## Extracted text
I think that about covers it.

 

Tuesdays Are Good Again

As you know, I’m a greeter for Kairos, a contemporary worship event on Tuesdays at 7 pm. I realized tonight that this fall will mark nine years that I have volunteered by offering a smile and a hello as people make their way into Hudson Hall on the Brentwood Baptist Church campus.

I love what I do and I love that people know me as the greeter guy from Kairos. I truly think that my worship experience is all the greater for me having invested, however small, my time and my somewhat limited people skills. I’m not the world’s biggest extrovert who can walk up to any stranger at any time and start a conversation, but I can offer a friendly greeting to the person in front of me.

On some days, it doesn’t seem like that big of a deal. I mean how hard is it really to wave at someone and say, “Hi”?

But then I think that maybe the person I’m greeting has had a rotten day or even a horrible week. I may be the first face that person has seen that isn’t cursing at them or sneering at them. Maybe that person will look at me and see Jesus smiling at them. Who knows?

I’ve been on the other end, barely making it through the week and badly in need of something– anything– positive. I know the power of a smile and a friendly greeting. I know the power of encouraging words, whether spoken or texted or posted. In fact, when I missed Kairos a couple of weeks ago, a friend of mine posted on my wall that she missed seeing me there. That meant the world to me.

You don’t have to have the Bible memorized or have your theology down pat to be able to serve. All you need are open hands and a willing heart. Sometimes, all you need is simply to show up and get out of the way so that Jesus can take over.

 

Constructive Criticism?

“Wounds inflicted by the correction of a friend prove he is faithful; the abundant kisses of an enemy show his lies” (Prov. 27:6).

I don’t like getting criticized. To be honest, it hurts my ego. It’s okay if I find fault with myself for doing dumb stuff but I’d prefer if other people didn’t. Still, if I’m honest I have to also admit that I need it. I need someone else who will keep me accountable for my words and my actions so that they line up with what I profess.

I see so many posts on various social media that basically say, “I do what I want and don’t you dare judge me”, i.e. say anything that might be construed as negative or critical in any way (or even someone who tells you the honest truth). While Jesus did speak against those who are judgmental or who are critical and mean-spirited, I do think it’s equally wrong and dangerous to live outside of any kind of accountability. After all, as a pastor once said, “The first person you lie to is yourself.”

## Problem set
1. Answer these questions about the blog posts on greeting and criticism:
(a) On what day and at what time is Kairos held?
(b) Into which building do the greeter's people walk?
(c) Which Bible verse is quoted at the start of "Constructive Criticism?"
2. Continue the blog posts on greeting and criticism, starting right after the last sentence shown.
The entries below come from a separate source.

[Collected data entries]

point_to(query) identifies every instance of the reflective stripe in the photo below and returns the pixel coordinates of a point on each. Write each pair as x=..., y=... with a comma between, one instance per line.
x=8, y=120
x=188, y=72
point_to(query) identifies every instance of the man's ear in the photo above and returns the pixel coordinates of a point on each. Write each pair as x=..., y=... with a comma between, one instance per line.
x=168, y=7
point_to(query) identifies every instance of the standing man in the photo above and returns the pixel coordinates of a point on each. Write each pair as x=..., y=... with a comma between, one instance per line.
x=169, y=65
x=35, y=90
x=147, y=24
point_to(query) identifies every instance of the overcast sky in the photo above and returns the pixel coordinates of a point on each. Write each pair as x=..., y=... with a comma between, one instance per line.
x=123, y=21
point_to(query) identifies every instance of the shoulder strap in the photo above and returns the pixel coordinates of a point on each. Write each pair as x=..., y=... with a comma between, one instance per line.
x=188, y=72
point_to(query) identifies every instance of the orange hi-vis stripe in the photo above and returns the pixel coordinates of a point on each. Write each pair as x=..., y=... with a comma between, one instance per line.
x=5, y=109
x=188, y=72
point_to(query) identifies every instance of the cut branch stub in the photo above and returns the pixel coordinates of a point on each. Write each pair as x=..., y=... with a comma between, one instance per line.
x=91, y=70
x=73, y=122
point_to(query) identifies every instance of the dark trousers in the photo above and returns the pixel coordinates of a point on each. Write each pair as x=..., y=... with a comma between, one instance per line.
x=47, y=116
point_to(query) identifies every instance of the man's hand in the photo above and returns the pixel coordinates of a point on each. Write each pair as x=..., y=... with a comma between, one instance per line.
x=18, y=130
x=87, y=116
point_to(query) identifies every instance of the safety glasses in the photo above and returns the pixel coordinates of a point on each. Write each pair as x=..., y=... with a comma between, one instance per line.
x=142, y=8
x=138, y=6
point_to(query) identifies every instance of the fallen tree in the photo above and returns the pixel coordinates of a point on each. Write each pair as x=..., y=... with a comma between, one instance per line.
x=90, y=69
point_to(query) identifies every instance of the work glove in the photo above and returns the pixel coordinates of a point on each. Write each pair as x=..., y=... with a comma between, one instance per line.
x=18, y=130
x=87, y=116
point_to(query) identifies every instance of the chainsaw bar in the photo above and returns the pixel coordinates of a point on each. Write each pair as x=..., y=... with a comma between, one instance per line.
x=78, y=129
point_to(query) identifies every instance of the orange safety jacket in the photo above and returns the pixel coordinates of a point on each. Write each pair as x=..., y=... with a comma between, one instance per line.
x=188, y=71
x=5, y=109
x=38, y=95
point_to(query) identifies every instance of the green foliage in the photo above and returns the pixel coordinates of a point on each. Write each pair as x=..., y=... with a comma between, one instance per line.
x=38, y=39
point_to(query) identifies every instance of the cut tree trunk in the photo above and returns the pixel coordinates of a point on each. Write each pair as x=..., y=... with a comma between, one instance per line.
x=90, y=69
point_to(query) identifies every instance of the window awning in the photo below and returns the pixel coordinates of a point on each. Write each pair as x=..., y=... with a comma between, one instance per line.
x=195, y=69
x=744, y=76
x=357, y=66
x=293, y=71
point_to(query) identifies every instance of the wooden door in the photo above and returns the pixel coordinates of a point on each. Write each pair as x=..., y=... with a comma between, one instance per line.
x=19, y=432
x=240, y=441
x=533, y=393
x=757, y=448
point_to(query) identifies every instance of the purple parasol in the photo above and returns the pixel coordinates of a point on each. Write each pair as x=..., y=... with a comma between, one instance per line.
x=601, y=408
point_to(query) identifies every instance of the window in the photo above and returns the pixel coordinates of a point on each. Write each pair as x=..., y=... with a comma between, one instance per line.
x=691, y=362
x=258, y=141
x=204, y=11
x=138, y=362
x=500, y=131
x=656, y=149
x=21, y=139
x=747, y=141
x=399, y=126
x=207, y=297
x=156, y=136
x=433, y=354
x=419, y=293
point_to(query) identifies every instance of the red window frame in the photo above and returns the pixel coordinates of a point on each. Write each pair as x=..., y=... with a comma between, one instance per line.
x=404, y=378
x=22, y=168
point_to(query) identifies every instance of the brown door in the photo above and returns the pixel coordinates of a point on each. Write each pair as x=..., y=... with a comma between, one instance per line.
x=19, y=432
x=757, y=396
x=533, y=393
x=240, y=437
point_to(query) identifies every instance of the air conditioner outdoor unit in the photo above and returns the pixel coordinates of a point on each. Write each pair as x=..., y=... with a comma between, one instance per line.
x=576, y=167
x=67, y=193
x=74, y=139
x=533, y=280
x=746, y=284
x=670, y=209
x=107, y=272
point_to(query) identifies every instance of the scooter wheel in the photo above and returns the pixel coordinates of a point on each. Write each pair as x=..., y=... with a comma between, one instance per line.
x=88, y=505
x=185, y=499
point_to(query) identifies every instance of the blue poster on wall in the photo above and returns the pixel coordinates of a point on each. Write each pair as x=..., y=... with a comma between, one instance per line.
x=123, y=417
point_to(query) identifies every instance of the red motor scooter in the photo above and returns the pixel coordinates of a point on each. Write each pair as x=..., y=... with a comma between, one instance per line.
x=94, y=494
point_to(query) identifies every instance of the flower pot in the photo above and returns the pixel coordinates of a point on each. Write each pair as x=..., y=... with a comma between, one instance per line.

## Responses in order
1.
(a) Tuesdays at 7 pm
(b) Hudson Hall
(c) Proverbs 27:6

2.
You and I both need people who will get in our faces (in a loving manner) and call us out when we speak and act in ways contrary to our true selves. We need people who will say, “What you’re doing doesn’t match what you say you believe and that’s giving the faith you profess a bad name.”

True, the ability to speak that way has to be granted. Only true friends to whom I give the right can speak this way. And no, being a prophet doesn’t give you the right to trample over people’s feelings and be careless with your words. Prophets always spoke God’s truth in love and often spoke God’s judgment through heavy hearts and tears.

I’ve heard that for every rebuking/correctional word you speak you should always give two encouraging or complimentary words. And I do believe it’s never a good idea to try to rebuke or correct another person via any other forms of communication other than face-to-face. E-mails and texts and posts are good in their way, but they leave out facial expressions and tone of voice so vital to any kind of constructive criticism.

Most of all, remember this. The God who chases after you isn’t running you down to tell you what a no-good lowdown dirty dog you are. His words to you tonight are this: you are still My Beloved, the apple of My eye, and I thought you were worth dying for. I love you just as you are but I refuse to leave you that way. I won’t ever stop with you until you look just like My Son Jesus.”